### Data lines
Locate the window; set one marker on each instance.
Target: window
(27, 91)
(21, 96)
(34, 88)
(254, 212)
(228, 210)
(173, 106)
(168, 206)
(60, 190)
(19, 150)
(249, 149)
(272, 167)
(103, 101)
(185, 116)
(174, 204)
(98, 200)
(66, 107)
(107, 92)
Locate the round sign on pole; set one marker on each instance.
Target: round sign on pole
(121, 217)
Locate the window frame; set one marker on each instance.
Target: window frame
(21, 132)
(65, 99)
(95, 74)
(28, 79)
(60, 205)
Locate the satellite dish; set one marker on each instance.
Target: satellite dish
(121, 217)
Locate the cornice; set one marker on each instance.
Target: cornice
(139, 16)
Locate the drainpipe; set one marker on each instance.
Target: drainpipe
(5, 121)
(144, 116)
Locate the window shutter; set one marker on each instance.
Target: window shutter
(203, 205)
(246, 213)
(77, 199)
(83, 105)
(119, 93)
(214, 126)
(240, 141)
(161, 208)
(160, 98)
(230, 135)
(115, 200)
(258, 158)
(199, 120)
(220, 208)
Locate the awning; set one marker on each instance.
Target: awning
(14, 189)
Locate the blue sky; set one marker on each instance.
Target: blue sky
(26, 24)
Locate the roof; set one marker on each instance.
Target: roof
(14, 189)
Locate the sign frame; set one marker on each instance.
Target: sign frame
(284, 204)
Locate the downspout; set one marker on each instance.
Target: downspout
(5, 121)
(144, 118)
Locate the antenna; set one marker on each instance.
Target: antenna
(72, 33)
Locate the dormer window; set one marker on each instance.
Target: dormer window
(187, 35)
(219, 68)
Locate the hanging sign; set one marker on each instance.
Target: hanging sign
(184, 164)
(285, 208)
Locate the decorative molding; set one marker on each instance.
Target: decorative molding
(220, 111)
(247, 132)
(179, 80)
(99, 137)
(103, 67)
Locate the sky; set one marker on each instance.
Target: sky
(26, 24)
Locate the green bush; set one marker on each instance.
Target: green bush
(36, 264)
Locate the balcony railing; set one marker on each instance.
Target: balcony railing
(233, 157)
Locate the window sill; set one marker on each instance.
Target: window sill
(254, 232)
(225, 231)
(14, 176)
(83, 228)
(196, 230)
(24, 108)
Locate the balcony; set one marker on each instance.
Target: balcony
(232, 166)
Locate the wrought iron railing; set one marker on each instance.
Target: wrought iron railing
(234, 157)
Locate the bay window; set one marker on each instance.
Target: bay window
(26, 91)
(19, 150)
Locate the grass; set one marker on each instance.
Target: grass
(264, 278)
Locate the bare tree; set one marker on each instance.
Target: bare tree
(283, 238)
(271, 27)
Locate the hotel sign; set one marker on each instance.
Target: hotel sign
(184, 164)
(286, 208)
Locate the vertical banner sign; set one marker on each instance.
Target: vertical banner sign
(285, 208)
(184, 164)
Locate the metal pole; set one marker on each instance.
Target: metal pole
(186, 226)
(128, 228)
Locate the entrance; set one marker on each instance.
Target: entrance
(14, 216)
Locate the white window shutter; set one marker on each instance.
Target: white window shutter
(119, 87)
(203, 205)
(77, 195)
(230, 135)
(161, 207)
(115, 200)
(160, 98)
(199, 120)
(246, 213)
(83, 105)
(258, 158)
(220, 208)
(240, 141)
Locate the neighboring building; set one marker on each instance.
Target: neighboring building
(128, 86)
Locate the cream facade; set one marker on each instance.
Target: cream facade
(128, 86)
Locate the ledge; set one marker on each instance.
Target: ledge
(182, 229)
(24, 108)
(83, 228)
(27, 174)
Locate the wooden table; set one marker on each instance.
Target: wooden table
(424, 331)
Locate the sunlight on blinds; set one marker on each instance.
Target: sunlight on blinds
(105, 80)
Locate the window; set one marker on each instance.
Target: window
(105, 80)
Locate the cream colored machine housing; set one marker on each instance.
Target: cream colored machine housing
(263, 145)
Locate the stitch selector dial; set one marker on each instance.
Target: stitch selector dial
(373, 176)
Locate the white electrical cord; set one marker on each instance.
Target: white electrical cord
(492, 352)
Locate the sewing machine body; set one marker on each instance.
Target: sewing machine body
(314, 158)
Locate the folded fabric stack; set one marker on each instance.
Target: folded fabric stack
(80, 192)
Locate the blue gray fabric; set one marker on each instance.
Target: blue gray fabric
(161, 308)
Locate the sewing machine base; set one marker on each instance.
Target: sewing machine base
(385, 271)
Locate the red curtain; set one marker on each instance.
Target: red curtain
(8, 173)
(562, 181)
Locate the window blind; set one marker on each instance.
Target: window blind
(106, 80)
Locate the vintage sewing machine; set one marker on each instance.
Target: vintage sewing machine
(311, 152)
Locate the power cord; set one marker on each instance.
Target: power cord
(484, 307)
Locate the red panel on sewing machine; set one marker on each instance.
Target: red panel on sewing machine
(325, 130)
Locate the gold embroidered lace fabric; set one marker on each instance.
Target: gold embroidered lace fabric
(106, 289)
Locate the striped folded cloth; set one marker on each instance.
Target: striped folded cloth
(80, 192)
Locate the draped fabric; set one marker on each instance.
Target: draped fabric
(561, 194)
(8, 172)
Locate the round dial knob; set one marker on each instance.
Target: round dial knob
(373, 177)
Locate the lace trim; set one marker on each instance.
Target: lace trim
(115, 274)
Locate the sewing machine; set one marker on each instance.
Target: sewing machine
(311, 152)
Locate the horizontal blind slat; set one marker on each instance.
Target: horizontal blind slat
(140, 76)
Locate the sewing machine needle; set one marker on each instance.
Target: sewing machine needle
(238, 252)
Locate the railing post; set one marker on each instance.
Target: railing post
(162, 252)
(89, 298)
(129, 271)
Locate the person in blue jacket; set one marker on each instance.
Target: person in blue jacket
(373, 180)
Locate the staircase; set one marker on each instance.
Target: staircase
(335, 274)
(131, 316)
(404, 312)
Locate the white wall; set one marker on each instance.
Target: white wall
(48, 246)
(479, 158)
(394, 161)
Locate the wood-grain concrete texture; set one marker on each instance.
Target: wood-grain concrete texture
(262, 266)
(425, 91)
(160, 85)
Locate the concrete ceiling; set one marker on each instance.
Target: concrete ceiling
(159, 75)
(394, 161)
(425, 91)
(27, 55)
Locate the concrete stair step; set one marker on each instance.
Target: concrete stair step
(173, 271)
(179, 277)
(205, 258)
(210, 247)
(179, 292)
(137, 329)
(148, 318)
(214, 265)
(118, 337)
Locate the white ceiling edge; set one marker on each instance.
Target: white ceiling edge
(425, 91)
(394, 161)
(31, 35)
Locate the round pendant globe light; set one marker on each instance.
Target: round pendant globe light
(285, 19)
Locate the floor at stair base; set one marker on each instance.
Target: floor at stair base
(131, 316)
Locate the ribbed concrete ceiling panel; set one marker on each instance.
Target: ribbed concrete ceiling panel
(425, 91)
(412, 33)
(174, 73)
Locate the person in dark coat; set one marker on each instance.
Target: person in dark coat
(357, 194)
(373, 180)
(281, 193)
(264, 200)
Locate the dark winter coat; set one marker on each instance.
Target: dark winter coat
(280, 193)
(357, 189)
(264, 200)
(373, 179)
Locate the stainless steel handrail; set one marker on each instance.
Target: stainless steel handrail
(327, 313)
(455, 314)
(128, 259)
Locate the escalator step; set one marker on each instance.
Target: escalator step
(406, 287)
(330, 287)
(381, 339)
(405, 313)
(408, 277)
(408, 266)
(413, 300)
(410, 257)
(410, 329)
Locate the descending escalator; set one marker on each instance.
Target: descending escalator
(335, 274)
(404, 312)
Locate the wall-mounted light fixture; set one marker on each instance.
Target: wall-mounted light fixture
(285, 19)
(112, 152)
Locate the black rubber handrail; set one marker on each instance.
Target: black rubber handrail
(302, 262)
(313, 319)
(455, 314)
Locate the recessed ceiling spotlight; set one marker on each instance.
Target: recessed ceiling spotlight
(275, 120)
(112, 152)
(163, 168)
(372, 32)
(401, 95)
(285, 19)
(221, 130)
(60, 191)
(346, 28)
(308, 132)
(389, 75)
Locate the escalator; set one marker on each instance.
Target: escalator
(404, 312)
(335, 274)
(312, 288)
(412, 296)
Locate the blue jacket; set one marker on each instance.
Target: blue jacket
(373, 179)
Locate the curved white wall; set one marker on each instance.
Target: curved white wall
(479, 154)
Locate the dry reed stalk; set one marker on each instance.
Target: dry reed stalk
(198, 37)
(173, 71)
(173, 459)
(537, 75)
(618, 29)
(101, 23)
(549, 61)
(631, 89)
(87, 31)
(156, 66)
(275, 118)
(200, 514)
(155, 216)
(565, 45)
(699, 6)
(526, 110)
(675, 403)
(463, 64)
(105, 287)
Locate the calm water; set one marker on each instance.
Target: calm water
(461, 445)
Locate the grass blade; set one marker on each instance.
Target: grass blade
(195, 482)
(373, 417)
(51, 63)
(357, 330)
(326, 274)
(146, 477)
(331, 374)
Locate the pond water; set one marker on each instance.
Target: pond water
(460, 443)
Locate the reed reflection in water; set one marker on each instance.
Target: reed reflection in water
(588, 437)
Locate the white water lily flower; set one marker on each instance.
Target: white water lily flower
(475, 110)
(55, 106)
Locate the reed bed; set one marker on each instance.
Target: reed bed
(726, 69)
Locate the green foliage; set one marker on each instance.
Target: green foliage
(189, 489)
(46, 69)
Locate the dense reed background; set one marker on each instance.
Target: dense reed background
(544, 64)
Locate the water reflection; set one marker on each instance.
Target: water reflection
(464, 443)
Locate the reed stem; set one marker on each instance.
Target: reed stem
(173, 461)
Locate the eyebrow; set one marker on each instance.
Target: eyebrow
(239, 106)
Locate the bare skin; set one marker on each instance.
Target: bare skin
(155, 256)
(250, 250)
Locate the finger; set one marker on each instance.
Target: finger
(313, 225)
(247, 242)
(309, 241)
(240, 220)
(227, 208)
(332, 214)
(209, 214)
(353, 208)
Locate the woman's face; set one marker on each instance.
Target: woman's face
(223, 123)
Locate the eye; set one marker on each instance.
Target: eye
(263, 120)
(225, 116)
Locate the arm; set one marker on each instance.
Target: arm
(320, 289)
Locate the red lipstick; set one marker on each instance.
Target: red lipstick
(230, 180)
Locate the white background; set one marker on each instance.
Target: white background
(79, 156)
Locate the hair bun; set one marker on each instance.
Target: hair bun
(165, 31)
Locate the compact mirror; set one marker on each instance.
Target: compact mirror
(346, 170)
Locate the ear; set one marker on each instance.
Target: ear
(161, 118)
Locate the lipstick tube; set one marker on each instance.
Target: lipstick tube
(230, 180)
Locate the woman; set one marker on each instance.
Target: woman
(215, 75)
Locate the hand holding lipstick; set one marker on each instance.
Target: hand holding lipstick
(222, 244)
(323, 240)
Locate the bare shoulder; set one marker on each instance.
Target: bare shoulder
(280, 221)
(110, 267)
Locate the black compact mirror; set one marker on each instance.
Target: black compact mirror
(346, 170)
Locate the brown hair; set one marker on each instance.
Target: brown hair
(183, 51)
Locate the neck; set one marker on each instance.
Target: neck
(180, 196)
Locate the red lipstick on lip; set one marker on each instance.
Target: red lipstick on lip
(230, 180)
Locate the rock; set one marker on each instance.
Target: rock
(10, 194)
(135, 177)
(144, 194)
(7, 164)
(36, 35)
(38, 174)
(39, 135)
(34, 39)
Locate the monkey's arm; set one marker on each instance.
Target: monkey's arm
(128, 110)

### Problem
From the line with "Locate the bare shoulder;" to the last line of the material, give every line again exactly, and only those lines.

### Output of the exercise
Locate the bare shoulder; set one marker on each instance.
Target: bare shoulder
(280, 221)
(110, 267)
Locate the black compact mirror; set one marker on each instance.
Target: black compact mirror
(346, 170)
Locate the brown hair; set one marker on each instance.
Target: brown hair
(183, 51)
Locate the neck; set one marker on each instance.
Target: neck
(180, 196)
Locate the red lipstick on lip; set one marker on each instance.
Target: red lipstick on lip
(230, 180)
Locate the rock; set one marker on each instance.
Target: rock
(10, 194)
(135, 177)
(144, 194)
(7, 164)
(36, 35)
(38, 174)
(39, 135)
(34, 39)
Locate the monkey's arm; set one marker on each instance.
Target: monkey's arm
(128, 110)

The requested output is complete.